RECORDS SHOWN
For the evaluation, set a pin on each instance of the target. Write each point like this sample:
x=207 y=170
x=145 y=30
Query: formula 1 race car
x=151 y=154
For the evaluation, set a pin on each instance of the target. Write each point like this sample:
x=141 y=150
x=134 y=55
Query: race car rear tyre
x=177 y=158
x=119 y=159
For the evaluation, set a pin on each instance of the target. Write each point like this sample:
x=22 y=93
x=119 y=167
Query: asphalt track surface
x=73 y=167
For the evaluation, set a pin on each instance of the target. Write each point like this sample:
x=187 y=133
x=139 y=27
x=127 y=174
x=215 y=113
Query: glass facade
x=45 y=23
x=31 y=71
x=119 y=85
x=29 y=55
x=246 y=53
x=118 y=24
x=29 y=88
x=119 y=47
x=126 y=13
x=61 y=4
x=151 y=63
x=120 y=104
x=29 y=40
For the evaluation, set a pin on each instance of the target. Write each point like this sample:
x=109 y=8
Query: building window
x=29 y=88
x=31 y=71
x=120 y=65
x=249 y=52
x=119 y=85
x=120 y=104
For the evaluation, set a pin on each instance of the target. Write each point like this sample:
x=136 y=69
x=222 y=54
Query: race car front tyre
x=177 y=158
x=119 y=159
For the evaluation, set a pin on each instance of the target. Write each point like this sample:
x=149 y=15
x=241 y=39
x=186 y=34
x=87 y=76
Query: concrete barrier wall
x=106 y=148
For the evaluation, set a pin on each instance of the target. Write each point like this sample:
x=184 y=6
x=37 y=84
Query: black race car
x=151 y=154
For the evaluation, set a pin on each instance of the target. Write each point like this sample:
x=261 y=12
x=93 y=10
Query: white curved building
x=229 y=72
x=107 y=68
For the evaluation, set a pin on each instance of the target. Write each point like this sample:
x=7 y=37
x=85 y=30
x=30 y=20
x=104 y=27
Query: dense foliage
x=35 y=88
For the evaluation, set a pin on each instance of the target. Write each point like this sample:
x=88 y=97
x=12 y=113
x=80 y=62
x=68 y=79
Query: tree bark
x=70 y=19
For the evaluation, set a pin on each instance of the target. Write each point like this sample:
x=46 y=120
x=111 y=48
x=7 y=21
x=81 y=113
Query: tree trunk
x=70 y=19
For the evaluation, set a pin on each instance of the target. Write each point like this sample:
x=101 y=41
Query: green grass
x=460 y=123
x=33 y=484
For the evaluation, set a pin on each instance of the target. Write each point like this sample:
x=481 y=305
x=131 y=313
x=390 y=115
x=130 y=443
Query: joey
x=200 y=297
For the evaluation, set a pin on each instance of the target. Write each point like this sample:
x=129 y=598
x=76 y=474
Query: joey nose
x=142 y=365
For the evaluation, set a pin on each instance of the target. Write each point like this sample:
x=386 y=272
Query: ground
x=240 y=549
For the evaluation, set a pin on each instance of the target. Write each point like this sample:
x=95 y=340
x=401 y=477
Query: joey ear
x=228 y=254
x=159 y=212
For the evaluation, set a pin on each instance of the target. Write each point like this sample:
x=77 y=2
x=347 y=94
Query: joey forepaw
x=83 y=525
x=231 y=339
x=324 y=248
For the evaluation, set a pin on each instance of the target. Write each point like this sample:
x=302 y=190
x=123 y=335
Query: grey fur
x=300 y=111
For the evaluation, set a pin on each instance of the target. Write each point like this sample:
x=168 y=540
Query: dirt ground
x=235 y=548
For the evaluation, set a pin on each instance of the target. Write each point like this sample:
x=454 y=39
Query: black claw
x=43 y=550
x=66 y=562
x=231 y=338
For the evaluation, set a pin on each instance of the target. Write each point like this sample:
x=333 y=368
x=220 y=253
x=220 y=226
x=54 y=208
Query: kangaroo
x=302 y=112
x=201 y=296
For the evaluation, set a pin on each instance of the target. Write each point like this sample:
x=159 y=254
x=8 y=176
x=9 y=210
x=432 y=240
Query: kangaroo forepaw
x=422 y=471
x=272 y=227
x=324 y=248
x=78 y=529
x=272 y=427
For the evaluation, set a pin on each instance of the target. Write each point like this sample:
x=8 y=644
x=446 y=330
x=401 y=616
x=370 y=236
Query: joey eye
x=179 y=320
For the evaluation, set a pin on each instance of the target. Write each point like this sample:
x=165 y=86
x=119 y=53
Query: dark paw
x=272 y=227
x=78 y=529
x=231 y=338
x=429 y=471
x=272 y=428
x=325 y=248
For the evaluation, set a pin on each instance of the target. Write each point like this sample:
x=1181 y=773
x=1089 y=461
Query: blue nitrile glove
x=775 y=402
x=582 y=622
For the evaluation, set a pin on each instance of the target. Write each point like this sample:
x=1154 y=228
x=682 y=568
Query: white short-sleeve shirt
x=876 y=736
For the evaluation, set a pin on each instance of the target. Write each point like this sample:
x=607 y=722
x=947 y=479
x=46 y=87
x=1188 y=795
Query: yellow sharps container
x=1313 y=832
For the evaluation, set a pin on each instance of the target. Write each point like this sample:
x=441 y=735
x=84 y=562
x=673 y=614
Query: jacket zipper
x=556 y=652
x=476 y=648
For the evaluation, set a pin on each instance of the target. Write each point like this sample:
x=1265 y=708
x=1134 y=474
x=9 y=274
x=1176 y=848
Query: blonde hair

REQUEST
Copy all the records above exactly, missing none.

EXPECTED ANSWER
For the evaluation, set a pin on each instance of the target. Write each point like this sample:
x=207 y=170
x=145 y=30
Query: formula 1 race car
x=151 y=154
For the evaluation, set a pin on each instance of the target. Write each point like this sample:
x=141 y=150
x=134 y=55
Query: race car rear tyre
x=177 y=158
x=119 y=159
For the evaluation, set a pin on each instance of the target. Write each point like this sample:
x=22 y=93
x=119 y=167
Query: asphalt track surface
x=73 y=167
For the evaluation, set a pin on each instance of the target. Write each point like this sample:
x=187 y=133
x=139 y=27
x=127 y=174
x=215 y=113
Query: glass facade
x=45 y=23
x=31 y=71
x=119 y=85
x=29 y=55
x=246 y=53
x=118 y=24
x=29 y=88
x=119 y=47
x=126 y=13
x=61 y=4
x=151 y=63
x=120 y=104
x=29 y=40
For the evaluation, set a pin on each instance of the target. Write each point like this sample:
x=109 y=8
Query: building window
x=29 y=88
x=31 y=71
x=120 y=65
x=249 y=52
x=119 y=85
x=120 y=104
For the evaluation, set a pin on each instance of the target. Write each point like this sample:
x=136 y=69
x=222 y=54
Query: race car front tyre
x=177 y=158
x=119 y=159
For the evaluation, set a pin on each instance of the target. Write each point like this sample:
x=149 y=15
x=241 y=39
x=186 y=34
x=87 y=76
Query: concrete barrier wall
x=106 y=148
For the evaluation, set a pin on each instance of the target. Write each point like this sample:
x=184 y=6
x=37 y=84
Query: black race car
x=151 y=154
For the evaluation, set a pin on each instance of the target. Write each point like this sample:
x=261 y=12
x=93 y=10
Query: white curved building
x=229 y=72
x=107 y=68
For the evaluation, set a pin on each instance of the target. Write each point like this sample:
x=7 y=37
x=85 y=30
x=30 y=20
x=104 y=27
Query: dense foliage
x=35 y=88
For the evaluation, set a pin on each instance of the target. Write each point like this sample:
x=88 y=97
x=12 y=113
x=80 y=62
x=68 y=79
Query: tree bark
x=70 y=19
For the evaluation, set a pin on each instance of the target. Write each point like this sample:
x=46 y=120
x=111 y=48
x=7 y=21
x=81 y=113
Query: tree trunk
x=70 y=19
For the evaluation, set a pin on each instance of the target. Write each point like this sample:
x=101 y=41
Query: green grass
x=460 y=123
x=33 y=484
For the evaluation, set a pin on each instance of the target. Write each point like this sample:
x=481 y=305
x=131 y=313
x=390 y=115
x=130 y=443
Query: joey
x=200 y=297
For the evaluation, set a pin on each instance of the target. Write each point like this sample:
x=129 y=598
x=76 y=474
Query: joey nose
x=142 y=365
For the evaluation, set a pin on each instance of the target. Write each point like this sample:
x=386 y=272
Query: ground
x=240 y=549
For the evaluation, set a pin on each instance of the target. Write each point like this sample:
x=95 y=340
x=401 y=477
Query: joey ear
x=228 y=254
x=159 y=212
For the evaluation, set a pin on each instance of the target. Write each point like this sample:
x=77 y=2
x=347 y=94
Query: joey forepaw
x=83 y=525
x=231 y=339
x=324 y=248
For the evaluation, set a pin on each instance of the target. Write each point like this sample:
x=302 y=190
x=123 y=335
Query: grey fur
x=300 y=111
For the evaluation, set a pin on each instance of the target. Write each point like this sample:
x=168 y=540
Query: dirt ground
x=235 y=548
For the evaluation, set a pin on each instance of the target. Write each point like this sample:
x=454 y=39
Query: black claw
x=43 y=550
x=66 y=562
x=231 y=338
For the evaluation, set a pin on each instance of the target. Write each point like this sample:
x=333 y=368
x=220 y=253
x=220 y=226
x=54 y=208
Query: kangaroo
x=302 y=112
x=201 y=296
For the evaluation, set a pin on each instance of the target. Write each point like this sample:
x=159 y=254
x=8 y=176
x=9 y=210
x=432 y=240
Query: kangaroo forepaw
x=422 y=471
x=272 y=227
x=324 y=248
x=78 y=529
x=272 y=427
For the evaluation, set a pin on each instance of the target. Write each point like this sample:
x=8 y=644
x=446 y=330
x=401 y=616
x=370 y=236
Query: joey eye
x=179 y=320
For the evaluation, set a pin on each instance of the target. Write each point like this sample:
x=165 y=86
x=119 y=53
Query: dark paw
x=272 y=227
x=78 y=529
x=231 y=338
x=429 y=471
x=272 y=428
x=325 y=248
For the evaluation, set a pin on each instance of the target. Write each point like this sample:
x=1181 y=773
x=1089 y=461
Query: blue nitrile glove
x=775 y=402
x=582 y=622
For the evaluation, set a pin on each instance of the target. Write each point like this sample:
x=1154 y=228
x=682 y=568
Query: white short-sleeve shirt
x=876 y=736
For the evaluation, set a pin on each instance of the target. Write each point like this sample:
x=607 y=722
x=947 y=479
x=46 y=87
x=1188 y=795
Query: yellow sharps container
x=1313 y=832
For the evaluation, set a pin on each instance of the target. Write each point like this sample:
x=441 y=735
x=84 y=562
x=673 y=614
Query: jacket zipper
x=556 y=652
x=476 y=648
For the evaluation, set a pin on each instance of the target. Write each point like this sample:
x=1265 y=708
x=1134 y=474
x=9 y=274
x=1176 y=848
Query: blonde hair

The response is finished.